**What is being asked**. Rewrite the items below, putting "outline" wherever "mask" appears and leaving everything else as it is. Omit the pictures from your version.

[Data extracted from a collection]
## START
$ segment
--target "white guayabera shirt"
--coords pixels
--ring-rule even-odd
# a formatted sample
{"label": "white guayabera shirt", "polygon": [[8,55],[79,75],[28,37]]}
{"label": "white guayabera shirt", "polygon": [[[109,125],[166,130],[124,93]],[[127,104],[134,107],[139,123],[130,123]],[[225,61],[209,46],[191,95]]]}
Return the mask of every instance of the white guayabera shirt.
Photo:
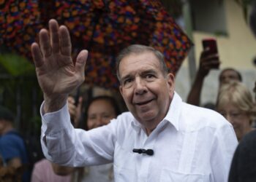
{"label": "white guayabera shirt", "polygon": [[[69,166],[113,162],[118,182],[227,181],[238,144],[222,116],[182,102],[176,92],[149,136],[129,112],[86,132],[72,127],[67,105],[42,120],[41,143],[48,159]],[[133,149],[154,154],[140,154]]]}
## END
**Solution**.
$ segment
--target "white guayabera shirt"
--coords pixels
--ring-rule even-odd
# a formatted sample
{"label": "white guayabera shirt", "polygon": [[8,55],[79,75],[28,37]]}
{"label": "white guayabera shirt", "polygon": [[[109,125],[166,130],[124,93]],[[127,104],[134,107],[139,123],[130,123]],[[225,61],[209,46],[191,95]]]}
Return the outline of every instance of the white guayabera shirt.
Photo:
{"label": "white guayabera shirt", "polygon": [[[69,166],[113,162],[118,182],[227,181],[238,144],[222,116],[182,102],[176,92],[149,136],[129,112],[86,132],[72,127],[67,105],[42,120],[41,143],[48,159]],[[133,149],[154,154],[140,154]]]}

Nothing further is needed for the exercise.